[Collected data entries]
•••••

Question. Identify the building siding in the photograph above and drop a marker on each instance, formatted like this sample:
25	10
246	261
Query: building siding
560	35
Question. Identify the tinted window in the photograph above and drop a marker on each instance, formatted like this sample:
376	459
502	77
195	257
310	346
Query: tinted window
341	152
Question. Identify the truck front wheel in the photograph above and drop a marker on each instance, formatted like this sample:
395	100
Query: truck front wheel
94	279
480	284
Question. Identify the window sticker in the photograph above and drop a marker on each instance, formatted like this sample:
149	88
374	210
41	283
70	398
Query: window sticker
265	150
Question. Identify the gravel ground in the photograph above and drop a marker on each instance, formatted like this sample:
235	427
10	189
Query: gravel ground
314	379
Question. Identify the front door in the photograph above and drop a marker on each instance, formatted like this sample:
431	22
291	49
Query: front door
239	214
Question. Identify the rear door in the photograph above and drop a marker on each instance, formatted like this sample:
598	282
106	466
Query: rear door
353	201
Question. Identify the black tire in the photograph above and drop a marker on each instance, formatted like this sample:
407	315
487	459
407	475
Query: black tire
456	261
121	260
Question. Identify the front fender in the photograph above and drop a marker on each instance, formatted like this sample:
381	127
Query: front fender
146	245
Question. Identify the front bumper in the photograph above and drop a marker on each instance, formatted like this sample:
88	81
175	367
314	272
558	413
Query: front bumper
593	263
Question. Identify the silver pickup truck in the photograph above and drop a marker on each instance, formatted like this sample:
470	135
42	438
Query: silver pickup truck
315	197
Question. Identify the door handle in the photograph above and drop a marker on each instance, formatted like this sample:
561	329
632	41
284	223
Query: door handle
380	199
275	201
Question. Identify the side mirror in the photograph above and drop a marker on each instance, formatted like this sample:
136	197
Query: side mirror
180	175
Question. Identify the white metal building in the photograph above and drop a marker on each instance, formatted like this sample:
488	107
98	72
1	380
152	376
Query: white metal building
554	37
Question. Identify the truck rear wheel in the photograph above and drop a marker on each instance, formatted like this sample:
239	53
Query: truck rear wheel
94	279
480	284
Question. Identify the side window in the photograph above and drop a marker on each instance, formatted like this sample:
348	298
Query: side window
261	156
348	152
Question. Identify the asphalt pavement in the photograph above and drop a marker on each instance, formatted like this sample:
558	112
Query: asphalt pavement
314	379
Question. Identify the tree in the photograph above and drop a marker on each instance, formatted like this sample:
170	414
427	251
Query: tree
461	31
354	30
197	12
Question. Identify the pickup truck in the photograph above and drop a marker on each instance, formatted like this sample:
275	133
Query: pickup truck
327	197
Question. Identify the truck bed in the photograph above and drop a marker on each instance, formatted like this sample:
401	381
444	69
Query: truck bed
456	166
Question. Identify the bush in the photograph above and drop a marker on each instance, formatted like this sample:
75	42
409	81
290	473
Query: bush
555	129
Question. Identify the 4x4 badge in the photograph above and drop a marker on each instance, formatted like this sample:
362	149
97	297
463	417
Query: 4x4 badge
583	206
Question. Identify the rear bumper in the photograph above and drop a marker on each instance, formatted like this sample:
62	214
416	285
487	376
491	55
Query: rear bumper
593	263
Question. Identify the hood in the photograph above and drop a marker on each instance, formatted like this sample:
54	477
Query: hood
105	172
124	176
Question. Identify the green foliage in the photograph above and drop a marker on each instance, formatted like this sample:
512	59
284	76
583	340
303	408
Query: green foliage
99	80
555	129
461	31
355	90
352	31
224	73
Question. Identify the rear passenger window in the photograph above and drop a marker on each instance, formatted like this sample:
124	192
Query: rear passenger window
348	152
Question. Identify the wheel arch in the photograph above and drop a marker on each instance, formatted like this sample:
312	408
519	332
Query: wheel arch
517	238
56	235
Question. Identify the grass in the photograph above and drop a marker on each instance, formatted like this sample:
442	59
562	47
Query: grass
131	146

•••••

PROBLEM DESCRIPTION:
Copy out every entry above word for word, keeping each line and each number in its original order and form.

ANSWER TO THE EXERCISE:
Question. Identify the building siding in the photograph above and drop a marker on each instance, formatted like this sample:
25	10
246	261
Query: building siding
560	35
Question. Identify the tinted window in the photograph above and drop a marker on each instance, formatted like this sample:
376	459
502	77
195	257
310	346
Query: tinted window
341	152
Question. Identify the truck front wheel in the photograph above and drop a marker on each instance, formatted like this sample:
395	100
Query: truck front wheel
94	279
480	284
Question. Identify the window sticker in the photograph above and drop a marker on each instance, formatted like this sample:
149	88
374	210
41	283
70	398
Query: window sticker
265	150
Question. Identify the gravel ground in the photograph above and drop a marker on each instance, formatted like this sample:
235	427
10	189
Query: gravel ground
314	379
Question. Identify the front door in the photograph above and drop a marker on each instance, formatted like this sample:
431	22
291	49
Query: front door
239	214
Question. Identify the rear door in the photograph above and drop a marker on each instance, formatted like this sample:
598	282
106	466
Query: rear door
353	201
Question. Identify the black tire in the photograph above and drop a marker on each instance, formatted like this sample:
407	315
487	459
407	475
Query: black tire
456	261
121	260
Question. Identify the front fender in the photograph above and drop a marker on each instance, formatted like this sample:
381	127
Query: front fender
146	245
Question. Identify the front bumper in the photograph above and drop a marker on each instance, formatted like this sample:
88	81
175	367
314	272
558	413
Query: front bumper
593	263
Question. Identify the silver pickup truck in the photograph above and drop a marker on each instance, formatted like this sample:
470	135
42	438
Query: silver pickup truck
315	197
Question. Identify the door handle in the photograph above and drop a marker on each instance, formatted like this sample:
561	329
632	41
284	223
Query: door handle
380	199
275	201
Question. Identify the side mirror in the photograph above and drop a marker on each instance, formatted like this sample:
136	197
Query: side mirror
180	175
Question. Identify the white metal building in the photograph above and drop a marker on each instance, formatted like this sample:
488	107
98	72
1	380
152	376
Query: white metal building
554	37
Question. Identify the truck rear wheel in the photograph above and drop a marker on each instance, formatted like this sample:
239	53
Query: truck rear wheel
94	279
480	284
Question. Identify the side window in the photograph above and drop a marker on each instance, formatted like this sample:
348	298
Query: side window
261	156
348	152
Question. Identify the asphalt pavement in the photograph above and drop a marker on each instance, formatted like this sample:
558	112
Query: asphalt pavement
314	379
Question. Identify the tree in the photograph above and drop a marker on each instance, formatted like this sample:
170	414
427	251
Query: tree
461	31
354	30
197	12
Question. Identify the pickup truck in the photograph above and drop a marker on each instance, formatted like this sample:
275	133
Query: pickup truck
327	197
Question. Identify the truck bed in the photograph above and drop a marker on each instance, formatted like this sample:
401	381
444	69
Query: truck bed
456	166
Question. Identify the bush in the photograph above and drop a marker on each instance, formatted like this sample:
75	42
409	81
290	473
Query: bush
555	129
Question. Identify the 4x4 badge in the photograph above and drop a marker on each instance, formatted like this sample:
362	149
97	297
463	417
Query: 4x4 badge
583	206
Question. Identify the rear bumper in the photograph above and drop a marker on each instance, formatted like this sample:
62	214
416	285
487	376
491	55
Query: rear bumper
593	263
Question. Identify the hood in the photograph above and drop a marker on each instance, formatted like this sample:
54	477
Query: hood
105	172
124	176
Question. Identify the green foliage in the photograph above and drop a marker on each instance, formatted like this sample:
512	59
284	76
583	340
303	408
Query: green foliage
99	80
555	129
461	31
355	90
352	31
224	73
Question. Identify the rear passenger window in the photograph above and drop a marker on each instance, formatted like this sample:
124	192
Query: rear passenger window
348	152
Question. Identify the wheel arch in the photograph above and drop a marker on each instance, formatted like this sample:
312	408
519	332
Query: wheel arch
517	238
56	235
Question. Identify the grass in the photograph above and drop a marker on each instance, formatted like this sample:
442	59
562	47
Query: grass
131	146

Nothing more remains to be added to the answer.